> [Extracted text]:
┄┄┄┄┄┄

Blood Tests and Insulin Injections, Other Social Issues

Question from Pennsylvania, USA:

My nephew, who will be six years old next month, was just diagnosed with type 1 diabetes a few weeks ago. My sister and brother-in-law have recently been cutting his insulin doses, sometimes to half the amount they were told to give. They check his blood sugar levels as they were instructed and they are in the normal range more times than not. They are monitoring his diet very closely and trying to get the balance he needs using whole foods and cutting down on processed items. Being a typical boy, he has always been very physically active and gets plenty of exercise. To see my nephew you would never know that he had diabetes. He is dealing with it very well, but then so many times children handle these setbacks in life so much more graciously than the adults. I am concerned however because he still isn't old enough to know if he is feeling the way he should. Kids don't often complain about how they feel, and I worry that there will be no outward signs if he is feeling differently. They have not told his diabetes team what they are doing when they call in his readings every morning. (They are still monitoring his levels since it has been such a short time ago he was diagnosed.) Is what they are doing okay?

Answer:

The first few weeks and months with diabetes are called the “honeymoon” stage because the need for insulin can decrease dramatically. It is not unusual to see insulin doses drop to just a few units 2-3 times per day with normal and near normal blood sugar readings. Unfortunately, this ease of sugar control is fleeting — and when the pancreas finally totally quits working in a few months after diagnosis (sometimes a year or two), blood sugars become a bit more difficult to control. Your nephew’s diabetes team should be quite willing to adjust the insulin dosing to accommodate needs during this period.

MSB

[Editor’s comment: Typically, part of the daily phone procedure for a newly diagnosed child is for parents to tell the team not only the blood sugar levels, but the current insulin doses as well. I cannot imagine that your nephew’s diabetes team does not know that the dose is decreasing. Perhaps, you have misinterpreted what his parents have told you. It appears to me that he is doing well and his parents seem to doing a fine job.

┄┄┄┄┄┄

> [Information provided]:
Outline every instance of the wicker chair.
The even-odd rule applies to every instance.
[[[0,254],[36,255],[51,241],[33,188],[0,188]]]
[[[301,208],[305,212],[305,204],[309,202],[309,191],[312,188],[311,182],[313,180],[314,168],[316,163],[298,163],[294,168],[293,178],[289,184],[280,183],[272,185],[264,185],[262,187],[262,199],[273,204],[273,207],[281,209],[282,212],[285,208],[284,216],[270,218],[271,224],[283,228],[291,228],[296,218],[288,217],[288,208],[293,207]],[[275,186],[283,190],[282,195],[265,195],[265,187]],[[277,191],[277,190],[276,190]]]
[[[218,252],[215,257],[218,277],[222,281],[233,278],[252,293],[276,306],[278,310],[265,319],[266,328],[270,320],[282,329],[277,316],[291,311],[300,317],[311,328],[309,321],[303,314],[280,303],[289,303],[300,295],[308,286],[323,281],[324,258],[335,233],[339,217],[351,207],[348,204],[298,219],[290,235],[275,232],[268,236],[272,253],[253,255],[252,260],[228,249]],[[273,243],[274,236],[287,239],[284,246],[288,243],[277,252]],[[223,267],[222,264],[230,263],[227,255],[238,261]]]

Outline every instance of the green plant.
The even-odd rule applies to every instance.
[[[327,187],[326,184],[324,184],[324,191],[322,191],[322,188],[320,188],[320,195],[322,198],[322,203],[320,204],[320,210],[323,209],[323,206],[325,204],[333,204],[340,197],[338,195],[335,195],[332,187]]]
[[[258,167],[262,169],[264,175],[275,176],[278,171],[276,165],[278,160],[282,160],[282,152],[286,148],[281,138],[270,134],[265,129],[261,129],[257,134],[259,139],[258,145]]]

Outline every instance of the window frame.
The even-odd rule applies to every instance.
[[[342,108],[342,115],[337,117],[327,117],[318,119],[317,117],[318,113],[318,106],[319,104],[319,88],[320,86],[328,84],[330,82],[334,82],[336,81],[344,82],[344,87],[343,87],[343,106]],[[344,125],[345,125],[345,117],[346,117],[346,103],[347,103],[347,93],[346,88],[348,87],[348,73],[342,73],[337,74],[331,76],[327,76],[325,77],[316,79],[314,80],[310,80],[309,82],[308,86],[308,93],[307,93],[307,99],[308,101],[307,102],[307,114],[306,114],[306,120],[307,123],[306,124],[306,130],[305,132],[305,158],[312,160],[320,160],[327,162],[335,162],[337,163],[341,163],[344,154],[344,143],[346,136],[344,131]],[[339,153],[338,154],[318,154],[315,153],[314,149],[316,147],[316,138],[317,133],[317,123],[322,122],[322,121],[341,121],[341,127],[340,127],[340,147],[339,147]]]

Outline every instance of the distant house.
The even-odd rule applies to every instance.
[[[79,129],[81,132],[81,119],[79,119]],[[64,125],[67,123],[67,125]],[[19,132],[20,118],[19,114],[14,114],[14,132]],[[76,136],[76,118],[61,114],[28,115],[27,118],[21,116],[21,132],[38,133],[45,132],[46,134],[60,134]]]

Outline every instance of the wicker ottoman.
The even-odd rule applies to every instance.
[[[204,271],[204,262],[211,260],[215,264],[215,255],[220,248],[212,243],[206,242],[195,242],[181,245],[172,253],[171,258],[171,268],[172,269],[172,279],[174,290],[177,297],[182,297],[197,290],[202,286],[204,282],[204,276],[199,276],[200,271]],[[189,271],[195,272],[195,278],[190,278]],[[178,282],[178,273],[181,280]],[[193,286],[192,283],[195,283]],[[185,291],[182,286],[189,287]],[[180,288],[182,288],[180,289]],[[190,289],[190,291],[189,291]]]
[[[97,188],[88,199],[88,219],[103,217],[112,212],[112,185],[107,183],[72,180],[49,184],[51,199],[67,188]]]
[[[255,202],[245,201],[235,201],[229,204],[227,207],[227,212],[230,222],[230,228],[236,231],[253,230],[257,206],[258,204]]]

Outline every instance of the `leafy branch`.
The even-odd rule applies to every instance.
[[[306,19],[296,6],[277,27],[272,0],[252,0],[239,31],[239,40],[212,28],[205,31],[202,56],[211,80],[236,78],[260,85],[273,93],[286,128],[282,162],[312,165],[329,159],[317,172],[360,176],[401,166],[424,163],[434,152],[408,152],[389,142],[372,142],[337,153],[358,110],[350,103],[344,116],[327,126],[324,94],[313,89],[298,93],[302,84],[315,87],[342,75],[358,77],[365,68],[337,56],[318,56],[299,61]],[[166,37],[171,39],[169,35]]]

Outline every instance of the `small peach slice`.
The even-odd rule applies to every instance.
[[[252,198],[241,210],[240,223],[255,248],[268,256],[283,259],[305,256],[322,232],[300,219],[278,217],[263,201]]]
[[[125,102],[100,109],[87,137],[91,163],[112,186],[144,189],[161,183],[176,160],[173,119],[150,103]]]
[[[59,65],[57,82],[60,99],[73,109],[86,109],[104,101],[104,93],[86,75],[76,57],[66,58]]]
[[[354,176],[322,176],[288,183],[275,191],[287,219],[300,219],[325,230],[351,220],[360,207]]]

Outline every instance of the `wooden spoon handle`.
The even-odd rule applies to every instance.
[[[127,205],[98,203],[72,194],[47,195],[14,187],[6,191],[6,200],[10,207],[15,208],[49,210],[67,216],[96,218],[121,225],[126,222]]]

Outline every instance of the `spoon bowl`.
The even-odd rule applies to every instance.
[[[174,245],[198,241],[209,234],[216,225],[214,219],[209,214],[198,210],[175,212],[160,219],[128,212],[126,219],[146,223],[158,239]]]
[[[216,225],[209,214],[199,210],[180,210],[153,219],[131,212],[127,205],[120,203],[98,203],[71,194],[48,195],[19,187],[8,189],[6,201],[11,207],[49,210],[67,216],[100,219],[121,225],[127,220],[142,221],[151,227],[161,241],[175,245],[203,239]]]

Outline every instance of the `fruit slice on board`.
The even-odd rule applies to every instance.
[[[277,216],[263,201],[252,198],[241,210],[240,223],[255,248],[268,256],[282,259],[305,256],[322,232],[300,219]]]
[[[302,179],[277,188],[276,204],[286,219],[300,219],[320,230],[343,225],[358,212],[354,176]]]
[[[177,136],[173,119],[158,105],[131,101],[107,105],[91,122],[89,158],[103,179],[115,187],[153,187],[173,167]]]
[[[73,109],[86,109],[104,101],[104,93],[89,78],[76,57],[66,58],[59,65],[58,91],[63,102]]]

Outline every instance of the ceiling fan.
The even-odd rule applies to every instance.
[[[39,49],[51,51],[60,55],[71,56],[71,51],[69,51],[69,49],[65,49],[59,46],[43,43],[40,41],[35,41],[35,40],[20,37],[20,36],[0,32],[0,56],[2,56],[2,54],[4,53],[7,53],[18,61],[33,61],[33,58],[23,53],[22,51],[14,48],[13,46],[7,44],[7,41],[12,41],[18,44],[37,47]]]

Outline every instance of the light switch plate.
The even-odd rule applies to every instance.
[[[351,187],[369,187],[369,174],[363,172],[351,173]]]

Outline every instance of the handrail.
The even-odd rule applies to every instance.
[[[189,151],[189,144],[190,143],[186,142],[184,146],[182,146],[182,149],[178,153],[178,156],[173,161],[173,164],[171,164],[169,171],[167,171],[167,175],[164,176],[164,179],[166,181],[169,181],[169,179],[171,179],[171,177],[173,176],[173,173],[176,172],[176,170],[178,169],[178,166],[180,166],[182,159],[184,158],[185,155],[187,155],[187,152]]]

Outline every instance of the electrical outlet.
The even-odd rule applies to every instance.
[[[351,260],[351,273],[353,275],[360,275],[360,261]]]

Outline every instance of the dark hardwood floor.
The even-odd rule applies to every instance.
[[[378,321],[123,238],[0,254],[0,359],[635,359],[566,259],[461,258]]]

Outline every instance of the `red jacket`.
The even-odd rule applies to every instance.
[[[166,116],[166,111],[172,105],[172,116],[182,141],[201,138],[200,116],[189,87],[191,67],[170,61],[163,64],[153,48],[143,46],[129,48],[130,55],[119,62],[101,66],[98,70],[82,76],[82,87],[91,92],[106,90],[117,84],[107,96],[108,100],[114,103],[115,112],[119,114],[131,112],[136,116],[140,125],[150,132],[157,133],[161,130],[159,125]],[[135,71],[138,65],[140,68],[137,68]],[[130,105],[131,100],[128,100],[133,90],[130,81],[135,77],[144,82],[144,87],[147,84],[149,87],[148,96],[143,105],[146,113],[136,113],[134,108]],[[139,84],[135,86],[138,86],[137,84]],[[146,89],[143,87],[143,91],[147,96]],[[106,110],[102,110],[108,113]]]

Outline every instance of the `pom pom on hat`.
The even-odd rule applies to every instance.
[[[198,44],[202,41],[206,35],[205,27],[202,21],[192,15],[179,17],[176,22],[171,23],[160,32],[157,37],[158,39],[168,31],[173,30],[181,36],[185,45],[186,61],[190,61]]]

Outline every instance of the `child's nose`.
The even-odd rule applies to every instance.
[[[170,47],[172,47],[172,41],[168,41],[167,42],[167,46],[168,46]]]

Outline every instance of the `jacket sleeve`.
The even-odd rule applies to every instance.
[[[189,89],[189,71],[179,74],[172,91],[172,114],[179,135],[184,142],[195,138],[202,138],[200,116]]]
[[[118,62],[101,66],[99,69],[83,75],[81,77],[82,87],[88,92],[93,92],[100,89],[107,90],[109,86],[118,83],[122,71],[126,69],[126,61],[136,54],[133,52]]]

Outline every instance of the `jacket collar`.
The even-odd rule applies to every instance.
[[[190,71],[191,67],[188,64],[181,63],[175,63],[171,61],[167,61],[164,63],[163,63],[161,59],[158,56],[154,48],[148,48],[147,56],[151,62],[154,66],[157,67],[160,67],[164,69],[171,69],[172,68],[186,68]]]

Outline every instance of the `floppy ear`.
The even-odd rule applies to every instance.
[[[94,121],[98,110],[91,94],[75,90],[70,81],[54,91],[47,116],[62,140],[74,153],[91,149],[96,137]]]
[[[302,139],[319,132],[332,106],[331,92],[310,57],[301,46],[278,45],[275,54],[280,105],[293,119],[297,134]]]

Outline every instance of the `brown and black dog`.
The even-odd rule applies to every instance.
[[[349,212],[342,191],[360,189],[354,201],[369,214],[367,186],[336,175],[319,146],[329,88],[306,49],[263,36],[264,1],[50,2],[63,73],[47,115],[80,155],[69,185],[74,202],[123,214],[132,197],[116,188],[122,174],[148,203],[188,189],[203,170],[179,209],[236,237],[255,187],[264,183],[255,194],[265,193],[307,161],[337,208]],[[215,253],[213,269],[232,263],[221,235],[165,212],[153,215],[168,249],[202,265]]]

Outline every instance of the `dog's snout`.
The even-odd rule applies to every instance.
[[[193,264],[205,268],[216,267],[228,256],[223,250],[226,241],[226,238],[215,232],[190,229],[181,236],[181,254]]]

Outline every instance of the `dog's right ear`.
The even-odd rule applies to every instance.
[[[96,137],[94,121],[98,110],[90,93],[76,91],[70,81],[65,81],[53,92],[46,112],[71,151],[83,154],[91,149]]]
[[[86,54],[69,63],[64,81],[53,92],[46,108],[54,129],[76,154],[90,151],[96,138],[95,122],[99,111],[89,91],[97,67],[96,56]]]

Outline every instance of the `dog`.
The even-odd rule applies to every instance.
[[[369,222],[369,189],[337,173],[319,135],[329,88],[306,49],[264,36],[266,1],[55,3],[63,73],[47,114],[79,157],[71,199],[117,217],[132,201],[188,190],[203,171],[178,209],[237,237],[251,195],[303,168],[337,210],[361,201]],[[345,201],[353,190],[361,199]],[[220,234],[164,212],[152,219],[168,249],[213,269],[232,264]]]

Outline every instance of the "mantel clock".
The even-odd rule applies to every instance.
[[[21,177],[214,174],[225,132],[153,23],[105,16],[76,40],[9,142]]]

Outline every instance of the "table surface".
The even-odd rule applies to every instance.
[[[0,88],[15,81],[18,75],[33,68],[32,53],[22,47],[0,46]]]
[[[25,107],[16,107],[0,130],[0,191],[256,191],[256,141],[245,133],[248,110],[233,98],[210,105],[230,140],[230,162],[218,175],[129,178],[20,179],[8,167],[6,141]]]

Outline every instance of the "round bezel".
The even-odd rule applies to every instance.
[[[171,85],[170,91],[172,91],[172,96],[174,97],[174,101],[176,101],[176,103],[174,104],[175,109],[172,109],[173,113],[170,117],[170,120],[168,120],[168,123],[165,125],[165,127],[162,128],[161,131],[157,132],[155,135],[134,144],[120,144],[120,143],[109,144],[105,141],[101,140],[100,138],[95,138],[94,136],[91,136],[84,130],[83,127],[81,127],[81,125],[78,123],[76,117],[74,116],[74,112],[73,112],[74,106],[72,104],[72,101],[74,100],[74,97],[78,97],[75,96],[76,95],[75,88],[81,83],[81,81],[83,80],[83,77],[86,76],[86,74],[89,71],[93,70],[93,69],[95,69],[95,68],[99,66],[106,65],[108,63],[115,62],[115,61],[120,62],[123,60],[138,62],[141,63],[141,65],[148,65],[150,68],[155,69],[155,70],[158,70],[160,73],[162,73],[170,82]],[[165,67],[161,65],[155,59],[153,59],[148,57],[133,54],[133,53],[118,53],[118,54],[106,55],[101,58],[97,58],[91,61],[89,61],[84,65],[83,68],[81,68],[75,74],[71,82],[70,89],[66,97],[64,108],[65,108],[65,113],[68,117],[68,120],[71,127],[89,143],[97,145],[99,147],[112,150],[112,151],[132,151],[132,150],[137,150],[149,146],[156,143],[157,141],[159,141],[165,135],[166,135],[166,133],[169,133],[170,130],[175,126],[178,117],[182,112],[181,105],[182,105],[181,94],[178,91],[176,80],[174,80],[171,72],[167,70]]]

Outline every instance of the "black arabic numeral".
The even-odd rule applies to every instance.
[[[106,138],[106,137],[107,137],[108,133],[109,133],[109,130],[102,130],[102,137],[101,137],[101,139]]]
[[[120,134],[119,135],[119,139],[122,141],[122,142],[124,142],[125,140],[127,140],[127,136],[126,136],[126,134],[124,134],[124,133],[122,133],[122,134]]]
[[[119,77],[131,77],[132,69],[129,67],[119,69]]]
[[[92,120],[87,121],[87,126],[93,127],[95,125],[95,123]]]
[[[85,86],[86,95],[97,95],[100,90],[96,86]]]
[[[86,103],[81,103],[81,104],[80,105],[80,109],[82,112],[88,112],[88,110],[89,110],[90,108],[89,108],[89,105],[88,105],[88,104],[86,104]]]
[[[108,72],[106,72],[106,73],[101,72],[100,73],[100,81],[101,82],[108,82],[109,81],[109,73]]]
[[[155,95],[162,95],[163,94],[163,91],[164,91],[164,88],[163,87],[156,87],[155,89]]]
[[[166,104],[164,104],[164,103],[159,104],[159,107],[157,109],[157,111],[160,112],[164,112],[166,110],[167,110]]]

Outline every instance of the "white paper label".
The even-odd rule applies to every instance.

┄┄┄┄┄┄

> [What this task involves]:
Answer these from the text on insulin doses above:
(a) How old will the nephew be next month?
(b) What name is given to the first few weeks and months with diabetes?
(c) What does the editor's comment say parents typically report in the daily phone procedure besides blood sugar levels?

> [Written response]:
(a) Six years old.
(b) The "honeymoon" stage.
(c) The current insulin doses.